■ Übungsaufgabe A ■
Prüfe, ob die drei Aussagen (i), (ii) und (iii) mit dem Text über mobile Betriebssysteme übereinstimmen, und belege jede Antwort mit „Ja“ oder „Nein“ sowie den entscheidenden Worten des Textes als wörtlichem Zitat. (i) Android kommt in rund 80 Prozent der aktuell verkauften Smartphones zum Einsatz. (ii) Microsoft liegt bei den Marktanteilen vor Apple. (iii) Laut den Analysten von IDC bleibt Android bis 2019 das dominante mobile Betriebssystem.

■ Lesetext ■
Vergleich 08.02.2016, 12:50 Uhr

Mobile Betriebssysteme im Check: Alle gegen Android

Die Dominanz von Android bei den mobilen Betriebssystemen ist nicht aufzubrechen: Kleine Konkurrenten scheitern, und auch Apple und Microsoft legen kaum zu.
Android-Figur vor Google-Gebäude
(Quelle: Shutterstock.com/Asif Islam)
Beim Kampf der mobilen Betriebssysteme scheint gerade weitgehend Waffenstillstand zu herrschen: Der Marktführer Google liegt mit Android, das in rund 80 Prozent der aktuell verkauften Smartphones zum Einsatz kommt, weit vorne. Danach folgt Apple mit stabilen Anteilen um 15 Prozent vor dem ambitionierten Verfolger Microsoft.
Die starken Marktbewegungen bei den Herstellern haben sich kaum auf die Betriebssysteme ausgewirkt, da ausser Apple die grössten Smartphone-Schmieden ganz klar auf Android setzen und das Google-System höchstens einmal mit einer eigenen Oberfläche modifizieren.

Android bleibt oben

Mit einem Marktanteil von über 80 Prozent bei den Smartphones bleibt Android so wohl bis 2019 und darüber hinaus klar das dominante mobile Betriebssystem. Zu diesem Schluss kommen die Analysten von IDC und weitere Marktbeobachter.

■ Datenzeilen ■
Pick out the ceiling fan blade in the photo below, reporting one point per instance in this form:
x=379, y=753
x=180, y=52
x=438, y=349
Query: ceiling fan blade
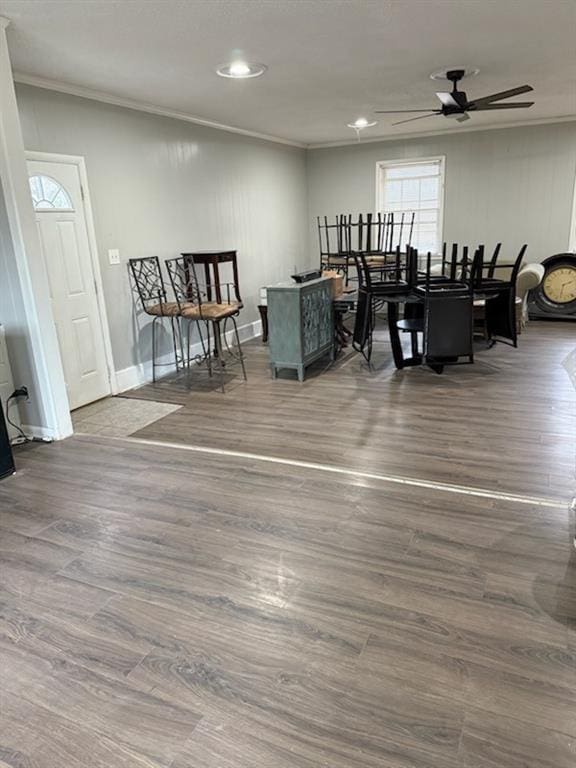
x=448, y=100
x=512, y=105
x=398, y=111
x=411, y=119
x=503, y=95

■ Übungsaufgabe B ■
Gib sämtliche Datenzeilen erneut aus und tausche dabei „ceiling fan blade“ überall gegen „fan blade“, ohne sonst etwas zu ändern. Lass die Bilder in deiner Ausgabe weg.

■ Vollständige Ausgabe A ■
(i) Ja: „das in rund 80 Prozent der aktuell verkauften Smartphones zum Einsatz kommt“
(ii) Nein: „Danach folgt Apple mit stabilen Anteilen um 15 Prozent vor dem ambitionierten Verfolger Microsoft.“
(iii) Ja: „bleibt Android so wohl bis 2019 und darüber hinaus klar das dominante mobile Betriebssystem. Zu diesem Schluss kommen die Analysten von IDC“

■ Vollständige Ausgabe B ■
Pick out the fan blade in the photo below, reporting one point per instance in this form:
x=379, y=753
x=180, y=52
x=438, y=349
Query: fan blade
x=448, y=100
x=512, y=105
x=398, y=111
x=411, y=119
x=503, y=95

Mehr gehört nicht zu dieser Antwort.